(Set problem): Write out the part that opens with the line containing "[locate] washing machine" and closes with the last line, both included, with every request kept. Multiply each point coordinate in the answers by 0.6 and round to the nearest whole number, rounding halves up.

(Data for this task):

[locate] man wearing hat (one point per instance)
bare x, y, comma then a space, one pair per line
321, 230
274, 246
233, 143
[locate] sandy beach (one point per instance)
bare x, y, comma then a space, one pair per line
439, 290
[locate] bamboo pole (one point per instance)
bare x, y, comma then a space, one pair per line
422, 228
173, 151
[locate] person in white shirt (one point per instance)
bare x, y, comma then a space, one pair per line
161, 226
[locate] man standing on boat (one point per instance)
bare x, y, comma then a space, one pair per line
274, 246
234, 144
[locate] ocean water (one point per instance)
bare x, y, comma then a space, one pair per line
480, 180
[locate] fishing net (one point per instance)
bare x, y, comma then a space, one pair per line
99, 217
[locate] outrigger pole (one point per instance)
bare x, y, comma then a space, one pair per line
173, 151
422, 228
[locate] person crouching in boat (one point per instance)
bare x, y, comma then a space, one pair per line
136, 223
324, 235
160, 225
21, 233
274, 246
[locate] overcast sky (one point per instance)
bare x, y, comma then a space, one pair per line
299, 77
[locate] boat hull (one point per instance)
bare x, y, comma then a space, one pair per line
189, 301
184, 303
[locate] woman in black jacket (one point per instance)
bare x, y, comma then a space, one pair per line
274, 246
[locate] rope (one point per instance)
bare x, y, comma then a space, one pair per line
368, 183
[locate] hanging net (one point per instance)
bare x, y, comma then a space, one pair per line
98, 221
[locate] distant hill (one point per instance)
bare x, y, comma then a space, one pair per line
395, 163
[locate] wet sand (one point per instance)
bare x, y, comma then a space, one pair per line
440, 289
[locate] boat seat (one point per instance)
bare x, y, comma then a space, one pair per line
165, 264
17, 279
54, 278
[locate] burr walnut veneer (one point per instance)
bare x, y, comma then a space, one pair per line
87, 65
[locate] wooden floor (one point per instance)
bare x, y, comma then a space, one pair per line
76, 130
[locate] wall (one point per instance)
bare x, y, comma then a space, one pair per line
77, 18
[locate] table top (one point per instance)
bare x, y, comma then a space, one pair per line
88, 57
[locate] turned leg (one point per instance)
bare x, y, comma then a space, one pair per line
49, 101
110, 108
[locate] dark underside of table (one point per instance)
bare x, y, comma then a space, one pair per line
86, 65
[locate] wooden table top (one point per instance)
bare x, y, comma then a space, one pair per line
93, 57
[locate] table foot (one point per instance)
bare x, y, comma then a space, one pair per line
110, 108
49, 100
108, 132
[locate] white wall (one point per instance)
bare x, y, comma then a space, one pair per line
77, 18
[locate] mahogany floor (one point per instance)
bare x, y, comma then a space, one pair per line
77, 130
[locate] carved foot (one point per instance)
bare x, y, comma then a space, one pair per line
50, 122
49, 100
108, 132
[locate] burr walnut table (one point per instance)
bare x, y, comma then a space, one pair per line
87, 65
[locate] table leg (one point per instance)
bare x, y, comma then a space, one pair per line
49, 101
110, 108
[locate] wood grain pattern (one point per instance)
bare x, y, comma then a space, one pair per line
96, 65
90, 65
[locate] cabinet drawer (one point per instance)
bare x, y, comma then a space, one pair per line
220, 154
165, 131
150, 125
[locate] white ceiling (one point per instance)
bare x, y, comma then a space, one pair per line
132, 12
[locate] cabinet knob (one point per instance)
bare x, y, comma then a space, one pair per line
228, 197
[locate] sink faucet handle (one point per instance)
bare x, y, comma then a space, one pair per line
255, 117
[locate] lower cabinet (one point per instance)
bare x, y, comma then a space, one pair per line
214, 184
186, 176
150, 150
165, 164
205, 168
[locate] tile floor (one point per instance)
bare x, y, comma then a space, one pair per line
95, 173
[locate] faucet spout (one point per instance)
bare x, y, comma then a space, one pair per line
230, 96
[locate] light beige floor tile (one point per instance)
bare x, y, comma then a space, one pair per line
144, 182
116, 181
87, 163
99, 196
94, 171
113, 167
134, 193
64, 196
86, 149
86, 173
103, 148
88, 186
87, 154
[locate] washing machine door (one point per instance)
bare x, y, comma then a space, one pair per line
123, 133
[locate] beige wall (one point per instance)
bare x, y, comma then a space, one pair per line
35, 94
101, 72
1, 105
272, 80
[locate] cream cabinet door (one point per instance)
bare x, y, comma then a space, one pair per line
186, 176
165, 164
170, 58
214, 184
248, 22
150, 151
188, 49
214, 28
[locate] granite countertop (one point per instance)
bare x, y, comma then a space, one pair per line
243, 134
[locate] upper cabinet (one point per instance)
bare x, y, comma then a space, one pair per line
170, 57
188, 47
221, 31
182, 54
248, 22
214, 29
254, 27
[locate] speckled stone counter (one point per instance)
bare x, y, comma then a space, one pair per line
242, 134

(The output):
[locate] washing machine door (one point per instance)
bare x, y, comma then a space, one pair per line
74, 80
[locate] beige wall (one point per instance)
bare x, y, comma then a space, one pair per line
21, 56
61, 43
1, 63
163, 48
[locate] cream cabinet door (one point per instance)
bare x, y, comma then a space, one pair per line
112, 106
99, 98
102, 35
128, 110
149, 13
90, 91
113, 29
128, 17
[locate] granite countertop (one point per instance)
bare x, y, comma then a space, one pair per line
146, 80
[locate] upper cabinet (one point per instance)
bare x, y, comma then a space, one pair per line
102, 34
113, 28
133, 19
109, 32
149, 13
128, 17
152, 16
[locate] speckled stone counter (one point per instance)
bare x, y, comma then a space, one pair per line
145, 80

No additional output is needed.